-------- Text passage

November 20, 2018
Judge Throws Out Female Genital Mutilation Case, Says Federal Gov't Doesn't Have Authority To Ban Practice

A Michigan judge has thrown out a case against two Michigan doctors and six other individuals, including some mothers, who conspired to subject young women to female genital mutilation, the Detroit Free Press is reporting.

US District Judge Bernard Friedman, while admitting that the controversial practice is "despicable," ruled that the 22-year-old federal law that prohibits the practice is not within the purview of Congress, saying instead that it's a matter for the states to enforce.

"Congress overstepped its bounds by legislating to prohibit FGM... FGM is a 'local criminal activity' which, in keeping with longstanding tradition and our federal system of government, is for the states to regulate, not Congress."
What Is Female Genital Mutilation?

Often referred to by its initials, FGM, or colloquially (and erroneously) referred to as "female circumcision," is a process in which the external female genitalia (usually the clitoris) is removed for non-medical reasons, according to the World Health Organization.

The practice is widely decried by human rights organizations and health organizations, both of which say that the procedure violates the rights of women and girls, and serves no medical purpose. Many girls are subject to the procedure in infancy, and in many cases it's performed on girls well into their teens, or even on adult women.

----------------

## To do
[a] In the article on the genital mutilation ruling, translate this sentence into Spanish: "Many girls are subject to the procedure in infancy, and in many cases it's performed on girls well into their teens, or even on adult women."
[b] Reproduce word for word the portion of the article on the genital mutilation ruling between "The practice is widely" and "on adult women.", inclusive.

-------- Input data

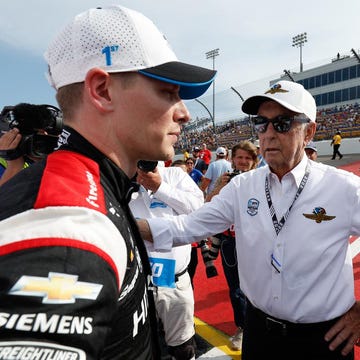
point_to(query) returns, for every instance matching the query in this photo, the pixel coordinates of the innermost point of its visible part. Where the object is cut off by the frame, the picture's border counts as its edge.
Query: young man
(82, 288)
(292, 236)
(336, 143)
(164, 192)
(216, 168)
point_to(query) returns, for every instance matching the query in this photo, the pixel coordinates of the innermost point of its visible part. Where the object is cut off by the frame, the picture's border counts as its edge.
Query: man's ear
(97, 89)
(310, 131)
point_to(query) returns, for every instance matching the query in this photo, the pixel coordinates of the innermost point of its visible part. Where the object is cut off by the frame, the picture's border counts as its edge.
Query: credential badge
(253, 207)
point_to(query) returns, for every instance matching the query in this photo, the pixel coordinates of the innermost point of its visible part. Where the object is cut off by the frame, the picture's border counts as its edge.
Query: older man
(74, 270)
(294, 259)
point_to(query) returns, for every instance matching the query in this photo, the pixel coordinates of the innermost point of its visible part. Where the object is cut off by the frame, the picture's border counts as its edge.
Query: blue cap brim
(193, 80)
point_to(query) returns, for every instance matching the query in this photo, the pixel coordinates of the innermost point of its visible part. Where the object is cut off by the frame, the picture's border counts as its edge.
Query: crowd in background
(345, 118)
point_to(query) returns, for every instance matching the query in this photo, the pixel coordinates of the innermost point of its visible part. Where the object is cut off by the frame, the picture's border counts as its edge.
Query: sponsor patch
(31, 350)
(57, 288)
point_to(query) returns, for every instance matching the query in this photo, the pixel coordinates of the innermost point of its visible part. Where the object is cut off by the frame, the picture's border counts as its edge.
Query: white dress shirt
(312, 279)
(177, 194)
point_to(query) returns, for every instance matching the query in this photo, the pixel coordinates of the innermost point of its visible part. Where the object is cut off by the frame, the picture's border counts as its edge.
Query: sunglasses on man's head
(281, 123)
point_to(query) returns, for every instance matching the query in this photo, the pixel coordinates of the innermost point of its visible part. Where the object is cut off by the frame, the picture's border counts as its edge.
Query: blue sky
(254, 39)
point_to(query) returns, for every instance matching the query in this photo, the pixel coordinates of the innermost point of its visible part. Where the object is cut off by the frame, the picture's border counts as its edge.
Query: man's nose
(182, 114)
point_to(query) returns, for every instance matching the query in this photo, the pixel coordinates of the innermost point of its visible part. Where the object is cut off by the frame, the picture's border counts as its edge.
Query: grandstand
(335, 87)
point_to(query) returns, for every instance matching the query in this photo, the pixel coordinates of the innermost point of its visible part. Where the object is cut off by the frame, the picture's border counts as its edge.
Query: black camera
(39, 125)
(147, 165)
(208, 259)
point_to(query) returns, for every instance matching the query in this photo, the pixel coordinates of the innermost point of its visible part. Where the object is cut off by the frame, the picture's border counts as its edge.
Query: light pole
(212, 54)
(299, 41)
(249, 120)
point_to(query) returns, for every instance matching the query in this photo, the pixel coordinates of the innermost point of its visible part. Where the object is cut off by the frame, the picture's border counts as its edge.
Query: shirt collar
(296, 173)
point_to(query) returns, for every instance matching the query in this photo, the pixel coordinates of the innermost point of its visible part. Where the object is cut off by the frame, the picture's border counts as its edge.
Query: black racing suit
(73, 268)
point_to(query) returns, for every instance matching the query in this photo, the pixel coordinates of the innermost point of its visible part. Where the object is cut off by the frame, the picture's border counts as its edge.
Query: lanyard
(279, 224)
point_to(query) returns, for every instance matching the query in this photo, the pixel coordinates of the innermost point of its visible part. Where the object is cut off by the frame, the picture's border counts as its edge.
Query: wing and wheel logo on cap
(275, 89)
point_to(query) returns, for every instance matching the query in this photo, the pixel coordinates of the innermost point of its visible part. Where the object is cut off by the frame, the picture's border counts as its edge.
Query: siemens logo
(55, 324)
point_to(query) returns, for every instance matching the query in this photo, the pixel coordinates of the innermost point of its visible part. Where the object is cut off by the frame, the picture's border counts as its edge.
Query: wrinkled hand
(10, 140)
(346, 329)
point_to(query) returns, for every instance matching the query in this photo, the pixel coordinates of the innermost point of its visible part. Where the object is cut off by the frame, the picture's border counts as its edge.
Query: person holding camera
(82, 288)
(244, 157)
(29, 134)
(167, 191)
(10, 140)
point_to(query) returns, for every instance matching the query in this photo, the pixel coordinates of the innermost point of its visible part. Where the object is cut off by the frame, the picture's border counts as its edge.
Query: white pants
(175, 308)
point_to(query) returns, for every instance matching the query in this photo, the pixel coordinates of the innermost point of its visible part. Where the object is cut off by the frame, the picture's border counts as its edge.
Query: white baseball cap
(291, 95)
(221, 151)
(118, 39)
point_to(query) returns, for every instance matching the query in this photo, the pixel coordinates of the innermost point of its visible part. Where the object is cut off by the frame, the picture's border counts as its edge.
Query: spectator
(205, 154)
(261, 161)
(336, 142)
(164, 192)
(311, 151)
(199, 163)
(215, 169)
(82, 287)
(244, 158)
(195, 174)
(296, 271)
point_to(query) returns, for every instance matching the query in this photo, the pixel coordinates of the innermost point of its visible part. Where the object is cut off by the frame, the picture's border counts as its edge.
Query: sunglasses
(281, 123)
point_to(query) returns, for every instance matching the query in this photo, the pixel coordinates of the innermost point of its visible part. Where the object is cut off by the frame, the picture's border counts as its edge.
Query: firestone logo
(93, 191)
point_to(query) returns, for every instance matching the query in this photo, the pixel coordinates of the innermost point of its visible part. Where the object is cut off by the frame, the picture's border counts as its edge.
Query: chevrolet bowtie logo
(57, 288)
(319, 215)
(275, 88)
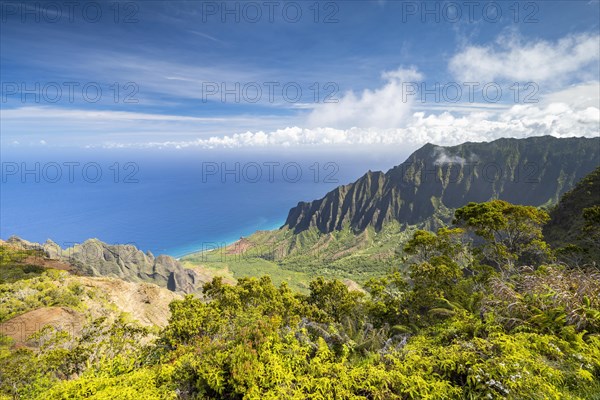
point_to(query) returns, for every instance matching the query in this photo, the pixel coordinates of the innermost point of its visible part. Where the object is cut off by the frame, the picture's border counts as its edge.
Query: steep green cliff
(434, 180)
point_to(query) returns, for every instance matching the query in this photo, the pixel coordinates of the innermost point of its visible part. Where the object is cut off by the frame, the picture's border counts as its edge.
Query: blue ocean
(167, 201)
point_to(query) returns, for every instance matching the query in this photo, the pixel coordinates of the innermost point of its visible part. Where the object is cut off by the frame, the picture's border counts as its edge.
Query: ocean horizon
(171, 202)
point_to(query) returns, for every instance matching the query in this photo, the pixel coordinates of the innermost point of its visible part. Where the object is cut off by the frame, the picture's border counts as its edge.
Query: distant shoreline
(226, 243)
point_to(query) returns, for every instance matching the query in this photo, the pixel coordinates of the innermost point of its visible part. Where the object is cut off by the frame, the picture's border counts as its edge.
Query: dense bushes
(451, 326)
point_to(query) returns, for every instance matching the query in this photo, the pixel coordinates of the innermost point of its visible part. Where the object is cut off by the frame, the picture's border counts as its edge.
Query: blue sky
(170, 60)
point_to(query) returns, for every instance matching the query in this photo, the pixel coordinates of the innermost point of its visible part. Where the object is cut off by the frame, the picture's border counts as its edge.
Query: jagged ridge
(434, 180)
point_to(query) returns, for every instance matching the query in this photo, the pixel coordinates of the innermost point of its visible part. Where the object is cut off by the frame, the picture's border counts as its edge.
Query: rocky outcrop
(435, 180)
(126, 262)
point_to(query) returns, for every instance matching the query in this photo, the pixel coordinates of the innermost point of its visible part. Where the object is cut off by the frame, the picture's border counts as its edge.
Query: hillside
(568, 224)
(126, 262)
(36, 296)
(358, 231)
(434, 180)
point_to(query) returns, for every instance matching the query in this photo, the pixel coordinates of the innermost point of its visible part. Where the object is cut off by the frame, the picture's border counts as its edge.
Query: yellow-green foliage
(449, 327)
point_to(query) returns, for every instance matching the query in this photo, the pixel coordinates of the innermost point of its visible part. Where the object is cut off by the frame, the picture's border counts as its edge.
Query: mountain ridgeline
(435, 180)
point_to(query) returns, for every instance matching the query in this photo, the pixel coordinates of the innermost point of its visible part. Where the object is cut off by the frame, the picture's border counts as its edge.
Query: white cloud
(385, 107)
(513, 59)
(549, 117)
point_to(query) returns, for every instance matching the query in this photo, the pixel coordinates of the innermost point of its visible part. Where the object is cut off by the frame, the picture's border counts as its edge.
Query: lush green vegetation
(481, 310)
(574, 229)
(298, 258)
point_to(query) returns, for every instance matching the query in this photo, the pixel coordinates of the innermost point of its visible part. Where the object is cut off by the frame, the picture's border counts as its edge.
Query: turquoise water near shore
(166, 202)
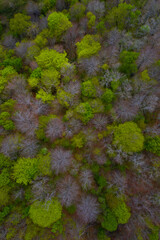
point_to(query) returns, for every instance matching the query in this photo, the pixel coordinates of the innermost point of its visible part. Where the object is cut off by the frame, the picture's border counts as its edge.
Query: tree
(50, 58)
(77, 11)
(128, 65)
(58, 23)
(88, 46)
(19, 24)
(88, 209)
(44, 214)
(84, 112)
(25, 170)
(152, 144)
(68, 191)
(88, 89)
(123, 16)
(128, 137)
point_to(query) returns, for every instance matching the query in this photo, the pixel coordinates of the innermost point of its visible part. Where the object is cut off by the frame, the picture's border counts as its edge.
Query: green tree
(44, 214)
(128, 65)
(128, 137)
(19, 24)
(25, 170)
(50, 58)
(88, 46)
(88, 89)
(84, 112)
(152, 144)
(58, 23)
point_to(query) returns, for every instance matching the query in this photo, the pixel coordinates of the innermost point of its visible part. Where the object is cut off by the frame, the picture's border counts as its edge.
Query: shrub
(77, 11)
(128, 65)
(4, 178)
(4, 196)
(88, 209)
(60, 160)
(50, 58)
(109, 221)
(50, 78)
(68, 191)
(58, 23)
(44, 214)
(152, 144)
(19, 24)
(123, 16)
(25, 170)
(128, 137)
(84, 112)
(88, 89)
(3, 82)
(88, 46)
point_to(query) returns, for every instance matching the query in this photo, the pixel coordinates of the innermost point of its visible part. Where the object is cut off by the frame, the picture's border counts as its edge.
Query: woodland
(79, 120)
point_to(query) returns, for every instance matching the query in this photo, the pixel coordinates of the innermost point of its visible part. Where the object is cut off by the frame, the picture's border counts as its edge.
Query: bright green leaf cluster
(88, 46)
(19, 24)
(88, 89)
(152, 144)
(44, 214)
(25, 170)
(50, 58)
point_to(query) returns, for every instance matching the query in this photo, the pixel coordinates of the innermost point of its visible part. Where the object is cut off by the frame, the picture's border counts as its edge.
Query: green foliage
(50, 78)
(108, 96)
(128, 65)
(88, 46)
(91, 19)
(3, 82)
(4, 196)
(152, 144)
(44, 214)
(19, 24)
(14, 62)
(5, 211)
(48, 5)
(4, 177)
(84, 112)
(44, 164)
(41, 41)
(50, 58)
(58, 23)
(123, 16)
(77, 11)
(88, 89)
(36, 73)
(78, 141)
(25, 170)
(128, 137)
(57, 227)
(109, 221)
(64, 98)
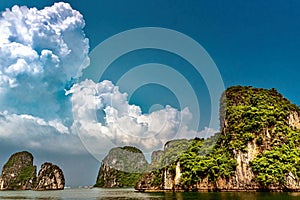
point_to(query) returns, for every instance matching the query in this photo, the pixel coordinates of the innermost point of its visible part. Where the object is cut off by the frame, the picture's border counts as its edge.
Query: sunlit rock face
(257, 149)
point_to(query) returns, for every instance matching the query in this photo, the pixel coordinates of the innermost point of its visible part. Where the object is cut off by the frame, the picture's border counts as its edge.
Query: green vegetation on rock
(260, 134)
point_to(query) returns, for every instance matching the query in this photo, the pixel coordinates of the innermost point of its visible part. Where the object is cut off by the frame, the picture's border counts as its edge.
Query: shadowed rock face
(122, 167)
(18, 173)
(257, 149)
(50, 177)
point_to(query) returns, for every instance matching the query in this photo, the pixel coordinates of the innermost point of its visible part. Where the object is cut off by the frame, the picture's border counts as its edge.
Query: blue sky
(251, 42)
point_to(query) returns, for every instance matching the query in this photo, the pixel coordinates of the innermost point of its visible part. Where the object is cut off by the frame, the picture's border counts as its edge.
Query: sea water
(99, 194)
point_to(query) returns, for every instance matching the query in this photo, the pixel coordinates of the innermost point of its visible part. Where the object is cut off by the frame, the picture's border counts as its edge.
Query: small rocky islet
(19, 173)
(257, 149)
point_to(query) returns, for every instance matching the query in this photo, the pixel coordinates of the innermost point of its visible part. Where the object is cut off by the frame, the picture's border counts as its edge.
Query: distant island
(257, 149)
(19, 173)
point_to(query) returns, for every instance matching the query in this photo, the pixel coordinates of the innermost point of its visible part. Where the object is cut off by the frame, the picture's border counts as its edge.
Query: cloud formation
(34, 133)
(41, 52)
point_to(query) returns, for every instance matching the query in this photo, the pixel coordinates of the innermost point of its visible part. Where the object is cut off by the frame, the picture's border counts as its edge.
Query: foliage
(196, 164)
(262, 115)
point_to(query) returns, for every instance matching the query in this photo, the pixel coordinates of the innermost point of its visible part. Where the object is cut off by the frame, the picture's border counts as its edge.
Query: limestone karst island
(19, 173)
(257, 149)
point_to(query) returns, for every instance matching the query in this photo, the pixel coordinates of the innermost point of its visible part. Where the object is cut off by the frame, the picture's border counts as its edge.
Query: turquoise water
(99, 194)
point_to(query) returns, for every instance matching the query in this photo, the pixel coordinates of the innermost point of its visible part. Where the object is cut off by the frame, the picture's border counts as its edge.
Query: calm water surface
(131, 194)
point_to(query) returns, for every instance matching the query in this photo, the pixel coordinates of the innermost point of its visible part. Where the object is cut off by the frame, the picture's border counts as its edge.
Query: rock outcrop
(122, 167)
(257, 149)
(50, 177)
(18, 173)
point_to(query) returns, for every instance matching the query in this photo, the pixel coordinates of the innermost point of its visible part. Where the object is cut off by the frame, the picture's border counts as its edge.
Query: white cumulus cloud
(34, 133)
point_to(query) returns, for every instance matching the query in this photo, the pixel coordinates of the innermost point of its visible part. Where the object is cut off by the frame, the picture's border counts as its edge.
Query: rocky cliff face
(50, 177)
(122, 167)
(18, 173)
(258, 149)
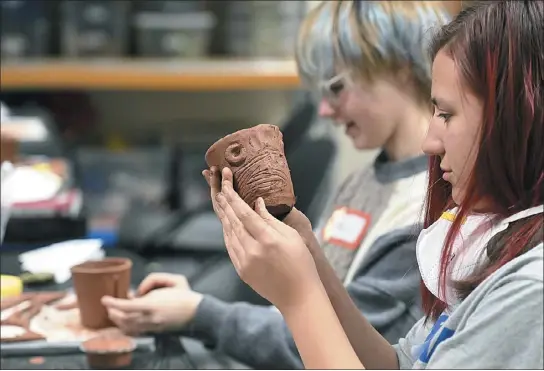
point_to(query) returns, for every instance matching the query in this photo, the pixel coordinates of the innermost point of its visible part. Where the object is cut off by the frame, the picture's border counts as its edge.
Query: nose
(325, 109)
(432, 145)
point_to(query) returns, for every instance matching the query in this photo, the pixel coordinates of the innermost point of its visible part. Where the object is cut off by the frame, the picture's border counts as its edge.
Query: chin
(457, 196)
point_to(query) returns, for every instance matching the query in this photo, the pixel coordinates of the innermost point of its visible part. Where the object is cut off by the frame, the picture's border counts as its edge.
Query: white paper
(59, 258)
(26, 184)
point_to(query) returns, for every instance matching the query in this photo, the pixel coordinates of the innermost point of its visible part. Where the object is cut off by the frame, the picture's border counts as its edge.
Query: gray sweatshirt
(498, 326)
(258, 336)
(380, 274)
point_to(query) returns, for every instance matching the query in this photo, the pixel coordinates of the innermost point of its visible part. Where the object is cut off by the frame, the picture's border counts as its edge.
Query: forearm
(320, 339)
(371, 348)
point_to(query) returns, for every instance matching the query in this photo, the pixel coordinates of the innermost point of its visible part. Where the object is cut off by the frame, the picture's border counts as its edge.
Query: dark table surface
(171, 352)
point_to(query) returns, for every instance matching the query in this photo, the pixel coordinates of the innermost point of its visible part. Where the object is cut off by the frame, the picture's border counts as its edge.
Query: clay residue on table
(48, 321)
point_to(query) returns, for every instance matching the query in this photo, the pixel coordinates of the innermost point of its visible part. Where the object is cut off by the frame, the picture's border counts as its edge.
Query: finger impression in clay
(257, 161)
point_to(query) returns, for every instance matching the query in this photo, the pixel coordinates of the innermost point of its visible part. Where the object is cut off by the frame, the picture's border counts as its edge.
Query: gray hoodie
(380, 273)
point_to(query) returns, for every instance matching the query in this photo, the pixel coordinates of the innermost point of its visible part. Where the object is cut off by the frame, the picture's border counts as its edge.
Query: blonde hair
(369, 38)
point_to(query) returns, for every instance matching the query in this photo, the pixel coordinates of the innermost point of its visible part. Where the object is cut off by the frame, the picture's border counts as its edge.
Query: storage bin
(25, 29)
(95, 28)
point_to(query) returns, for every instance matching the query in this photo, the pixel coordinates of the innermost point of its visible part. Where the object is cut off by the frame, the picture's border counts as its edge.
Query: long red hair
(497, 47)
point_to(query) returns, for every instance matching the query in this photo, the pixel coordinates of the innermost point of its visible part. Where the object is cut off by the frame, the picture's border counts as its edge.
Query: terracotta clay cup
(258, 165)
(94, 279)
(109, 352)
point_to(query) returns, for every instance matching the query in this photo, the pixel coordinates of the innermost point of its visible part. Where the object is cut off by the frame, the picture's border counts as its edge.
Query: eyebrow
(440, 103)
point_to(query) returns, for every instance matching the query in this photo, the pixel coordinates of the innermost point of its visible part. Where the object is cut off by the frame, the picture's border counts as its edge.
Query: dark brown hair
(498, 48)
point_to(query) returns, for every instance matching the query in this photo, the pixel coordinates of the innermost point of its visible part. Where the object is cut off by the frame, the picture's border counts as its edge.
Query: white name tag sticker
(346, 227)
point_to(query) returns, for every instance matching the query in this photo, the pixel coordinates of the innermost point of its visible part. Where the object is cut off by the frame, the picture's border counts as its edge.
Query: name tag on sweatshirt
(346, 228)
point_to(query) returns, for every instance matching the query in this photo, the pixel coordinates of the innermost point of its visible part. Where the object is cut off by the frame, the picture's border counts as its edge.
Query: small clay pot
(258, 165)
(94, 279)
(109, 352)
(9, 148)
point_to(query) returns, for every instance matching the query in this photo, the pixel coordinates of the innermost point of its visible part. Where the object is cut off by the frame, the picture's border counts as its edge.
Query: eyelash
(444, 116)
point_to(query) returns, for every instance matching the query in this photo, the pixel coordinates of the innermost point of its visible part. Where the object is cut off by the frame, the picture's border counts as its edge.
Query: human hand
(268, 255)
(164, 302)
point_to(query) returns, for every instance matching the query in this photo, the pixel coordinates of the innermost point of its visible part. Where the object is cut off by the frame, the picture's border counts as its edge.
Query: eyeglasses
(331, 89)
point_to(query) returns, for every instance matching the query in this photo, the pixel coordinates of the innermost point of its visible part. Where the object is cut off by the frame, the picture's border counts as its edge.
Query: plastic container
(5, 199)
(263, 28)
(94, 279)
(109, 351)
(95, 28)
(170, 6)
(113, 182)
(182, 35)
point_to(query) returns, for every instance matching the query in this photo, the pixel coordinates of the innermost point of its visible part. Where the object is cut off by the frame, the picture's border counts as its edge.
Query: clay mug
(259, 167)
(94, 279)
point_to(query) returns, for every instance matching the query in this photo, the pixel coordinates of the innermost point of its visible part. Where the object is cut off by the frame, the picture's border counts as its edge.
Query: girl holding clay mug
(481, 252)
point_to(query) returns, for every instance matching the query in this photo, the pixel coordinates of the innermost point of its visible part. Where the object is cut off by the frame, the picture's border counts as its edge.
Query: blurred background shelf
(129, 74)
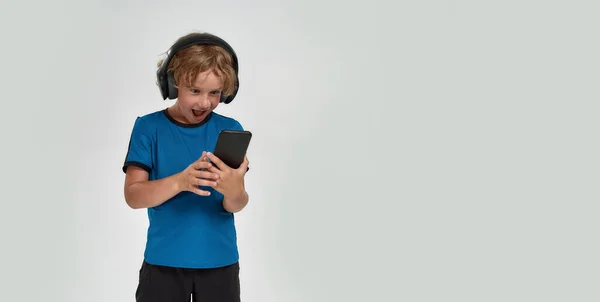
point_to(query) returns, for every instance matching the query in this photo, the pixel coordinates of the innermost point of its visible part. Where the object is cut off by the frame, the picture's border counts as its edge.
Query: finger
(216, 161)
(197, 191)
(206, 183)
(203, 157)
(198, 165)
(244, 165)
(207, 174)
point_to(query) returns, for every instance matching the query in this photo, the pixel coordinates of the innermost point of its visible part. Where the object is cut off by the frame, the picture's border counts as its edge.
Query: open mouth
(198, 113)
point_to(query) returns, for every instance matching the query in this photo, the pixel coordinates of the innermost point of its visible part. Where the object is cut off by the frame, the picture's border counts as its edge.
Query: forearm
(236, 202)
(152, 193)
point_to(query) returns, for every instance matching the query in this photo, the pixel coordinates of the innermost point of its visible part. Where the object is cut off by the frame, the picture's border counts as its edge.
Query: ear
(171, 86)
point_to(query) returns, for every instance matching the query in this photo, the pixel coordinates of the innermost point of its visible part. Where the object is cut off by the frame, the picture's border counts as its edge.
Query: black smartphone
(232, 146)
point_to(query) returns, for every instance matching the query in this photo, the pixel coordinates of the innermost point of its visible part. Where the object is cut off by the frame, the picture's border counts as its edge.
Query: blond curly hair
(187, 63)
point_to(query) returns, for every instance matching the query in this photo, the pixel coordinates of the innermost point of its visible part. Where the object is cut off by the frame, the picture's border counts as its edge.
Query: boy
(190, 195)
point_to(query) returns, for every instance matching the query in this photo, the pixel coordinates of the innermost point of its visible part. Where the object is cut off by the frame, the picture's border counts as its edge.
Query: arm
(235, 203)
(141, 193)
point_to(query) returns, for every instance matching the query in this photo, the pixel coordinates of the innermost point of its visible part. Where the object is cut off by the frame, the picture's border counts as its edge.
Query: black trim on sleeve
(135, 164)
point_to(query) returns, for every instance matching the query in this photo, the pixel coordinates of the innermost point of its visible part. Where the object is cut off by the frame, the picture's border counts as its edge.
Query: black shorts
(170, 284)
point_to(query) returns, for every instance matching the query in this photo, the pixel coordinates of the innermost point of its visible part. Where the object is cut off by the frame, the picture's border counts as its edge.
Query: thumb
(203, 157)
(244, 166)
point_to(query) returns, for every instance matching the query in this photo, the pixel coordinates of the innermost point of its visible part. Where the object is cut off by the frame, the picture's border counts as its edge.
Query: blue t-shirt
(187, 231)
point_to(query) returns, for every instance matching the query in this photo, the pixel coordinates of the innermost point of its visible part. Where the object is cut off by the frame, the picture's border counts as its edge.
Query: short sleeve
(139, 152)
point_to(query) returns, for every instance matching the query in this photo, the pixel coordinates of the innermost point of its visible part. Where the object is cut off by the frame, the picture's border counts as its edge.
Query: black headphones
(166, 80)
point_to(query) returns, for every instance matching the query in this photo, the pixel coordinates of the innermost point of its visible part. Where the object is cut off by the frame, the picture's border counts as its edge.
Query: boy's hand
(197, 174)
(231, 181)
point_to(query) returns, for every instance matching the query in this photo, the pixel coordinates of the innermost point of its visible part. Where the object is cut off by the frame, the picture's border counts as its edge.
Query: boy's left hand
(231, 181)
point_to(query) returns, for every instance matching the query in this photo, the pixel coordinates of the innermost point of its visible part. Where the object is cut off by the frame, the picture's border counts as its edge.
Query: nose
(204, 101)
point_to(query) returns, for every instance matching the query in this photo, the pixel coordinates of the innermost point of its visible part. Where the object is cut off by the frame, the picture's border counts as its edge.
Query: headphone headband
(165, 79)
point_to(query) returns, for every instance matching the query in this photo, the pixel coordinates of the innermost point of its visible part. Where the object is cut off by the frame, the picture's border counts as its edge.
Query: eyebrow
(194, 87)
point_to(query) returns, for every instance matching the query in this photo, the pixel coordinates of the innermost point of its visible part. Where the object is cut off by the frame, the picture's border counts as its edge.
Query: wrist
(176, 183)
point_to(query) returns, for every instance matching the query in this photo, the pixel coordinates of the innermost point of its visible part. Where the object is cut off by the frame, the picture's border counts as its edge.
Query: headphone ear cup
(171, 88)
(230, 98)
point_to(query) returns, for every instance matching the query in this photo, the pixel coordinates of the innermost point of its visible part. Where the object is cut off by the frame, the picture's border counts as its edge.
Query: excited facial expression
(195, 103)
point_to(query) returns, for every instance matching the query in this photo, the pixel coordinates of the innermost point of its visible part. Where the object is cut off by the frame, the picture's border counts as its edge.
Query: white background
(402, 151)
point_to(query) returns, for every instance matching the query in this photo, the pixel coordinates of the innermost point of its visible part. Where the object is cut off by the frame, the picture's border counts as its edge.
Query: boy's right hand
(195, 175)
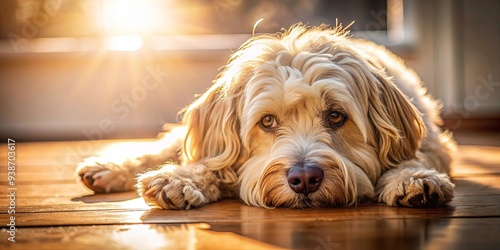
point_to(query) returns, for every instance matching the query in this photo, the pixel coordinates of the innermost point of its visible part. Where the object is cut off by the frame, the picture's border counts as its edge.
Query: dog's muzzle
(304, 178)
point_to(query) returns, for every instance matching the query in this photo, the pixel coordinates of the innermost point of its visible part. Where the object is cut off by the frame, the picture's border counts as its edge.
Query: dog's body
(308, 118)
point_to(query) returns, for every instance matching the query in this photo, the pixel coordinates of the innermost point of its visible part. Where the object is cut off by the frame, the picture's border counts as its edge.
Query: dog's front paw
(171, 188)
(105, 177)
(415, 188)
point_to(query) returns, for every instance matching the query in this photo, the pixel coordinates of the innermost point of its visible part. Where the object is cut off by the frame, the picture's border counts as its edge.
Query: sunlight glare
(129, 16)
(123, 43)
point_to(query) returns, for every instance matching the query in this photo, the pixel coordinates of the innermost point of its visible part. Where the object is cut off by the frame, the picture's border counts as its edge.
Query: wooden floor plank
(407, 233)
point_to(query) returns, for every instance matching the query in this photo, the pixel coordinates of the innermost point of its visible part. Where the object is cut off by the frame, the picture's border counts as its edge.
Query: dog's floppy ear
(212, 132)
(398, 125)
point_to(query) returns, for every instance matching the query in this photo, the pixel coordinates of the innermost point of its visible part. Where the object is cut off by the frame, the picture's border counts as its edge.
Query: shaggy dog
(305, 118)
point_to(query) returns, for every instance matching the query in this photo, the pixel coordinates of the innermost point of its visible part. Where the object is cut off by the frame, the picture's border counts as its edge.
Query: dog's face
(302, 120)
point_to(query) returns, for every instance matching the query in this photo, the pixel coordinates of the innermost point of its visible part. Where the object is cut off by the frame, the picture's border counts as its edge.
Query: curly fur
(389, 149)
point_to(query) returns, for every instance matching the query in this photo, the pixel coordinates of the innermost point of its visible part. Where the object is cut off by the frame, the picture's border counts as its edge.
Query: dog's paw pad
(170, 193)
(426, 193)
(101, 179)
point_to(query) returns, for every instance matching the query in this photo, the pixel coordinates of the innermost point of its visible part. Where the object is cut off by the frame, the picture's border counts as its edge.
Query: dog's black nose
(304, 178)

----------------

## Answers
[a] Muchas niñas son sometidas al procedimiento en la infancia, y en muchos casos se practica a niñas ya bien entradas en la adolescencia, o incluso a mujeres adultas.

[b]
The practice is widely decried by human rights organizations and health organizations, both of which say that the procedure violates the rights of women and girls, and serves no medical purpose. Many girls are subject to the procedure in infancy, and in many cases it's performed on girls well into their teens, or even on adult women.